Aim
Update the listing below by changing every "point out" to "mark" and leaving everything else as it is.
※
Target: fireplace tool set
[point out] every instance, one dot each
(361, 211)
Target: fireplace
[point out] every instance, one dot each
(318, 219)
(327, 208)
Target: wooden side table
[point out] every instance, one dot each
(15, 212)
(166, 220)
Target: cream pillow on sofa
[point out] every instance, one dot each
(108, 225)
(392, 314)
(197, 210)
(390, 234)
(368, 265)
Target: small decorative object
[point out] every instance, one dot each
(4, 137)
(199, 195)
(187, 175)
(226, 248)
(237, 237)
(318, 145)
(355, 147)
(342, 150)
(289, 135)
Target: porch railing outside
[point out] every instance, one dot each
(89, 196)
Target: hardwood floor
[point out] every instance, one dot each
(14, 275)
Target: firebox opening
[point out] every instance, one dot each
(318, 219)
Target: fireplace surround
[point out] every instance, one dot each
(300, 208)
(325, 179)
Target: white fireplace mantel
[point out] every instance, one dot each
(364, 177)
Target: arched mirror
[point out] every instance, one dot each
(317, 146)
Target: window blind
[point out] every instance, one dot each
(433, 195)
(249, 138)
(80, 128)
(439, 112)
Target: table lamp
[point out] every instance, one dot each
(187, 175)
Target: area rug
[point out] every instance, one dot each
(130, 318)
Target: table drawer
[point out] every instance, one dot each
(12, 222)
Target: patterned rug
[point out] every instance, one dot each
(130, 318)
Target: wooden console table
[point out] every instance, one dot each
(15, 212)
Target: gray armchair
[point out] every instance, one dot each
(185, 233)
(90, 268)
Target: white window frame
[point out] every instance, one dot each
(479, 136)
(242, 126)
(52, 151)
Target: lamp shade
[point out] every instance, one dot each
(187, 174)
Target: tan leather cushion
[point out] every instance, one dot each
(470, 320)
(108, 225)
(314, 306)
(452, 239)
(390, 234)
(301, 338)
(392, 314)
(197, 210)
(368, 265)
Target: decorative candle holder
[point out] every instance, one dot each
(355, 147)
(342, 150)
※
Written answer
Target: fireplace tool set
[mark] every instance, one dot each
(361, 211)
Target: fireplace
[mark] every instance, one dot each
(318, 219)
(327, 208)
Target: wooden side table
[mark] every instance, one dot each
(15, 212)
(166, 220)
Target: cream pillow on sofa
[mark] every instance, one dot each
(108, 225)
(392, 314)
(197, 210)
(390, 234)
(368, 265)
Target: small decorative object
[mark] every instance, one dot each
(4, 137)
(199, 195)
(187, 175)
(226, 248)
(237, 237)
(318, 145)
(355, 147)
(342, 150)
(289, 135)
Target: porch railing outside
[mark] every instance, one dot each
(89, 196)
Target: hardwood floor
[mark] every instance, one dot each
(14, 275)
Target: firebox opening
[mark] every instance, one dot each
(318, 219)
Target: fireplace surround
[mark] every instance, one dot each
(300, 208)
(325, 179)
Target: white fireplace mantel
[mark] every instance, one dot each
(364, 177)
Target: arched mirror
[mark] every instance, one dot each
(317, 146)
Target: window blind
[mark] every instance, one dot each
(433, 195)
(249, 138)
(80, 128)
(439, 112)
Target: table lamp
[mark] every instance, one dot each
(187, 175)
Target: area rug
[mark] every instance, one dot each
(130, 318)
Target: table drawer
[mark] every instance, one dot each
(12, 222)
Target: patterned rug
[mark] every instance, one dot each
(130, 318)
Target: wooden console table
[mark] every instance, one dot each
(15, 212)
Target: gray armchair
[mark] every instance, one dot each
(185, 233)
(90, 268)
Target: white window frame
[mark] every instance, one dot each
(479, 136)
(242, 126)
(52, 151)
Target: lamp shade
[mark] every instance, one dot each
(187, 174)
Target: tan leather cushion
[mark] every instance, one dot each
(470, 320)
(108, 225)
(314, 306)
(452, 239)
(390, 234)
(301, 338)
(392, 314)
(197, 210)
(368, 265)
Target: decorative candle holder
[mark] every instance, one dot each
(355, 147)
(342, 150)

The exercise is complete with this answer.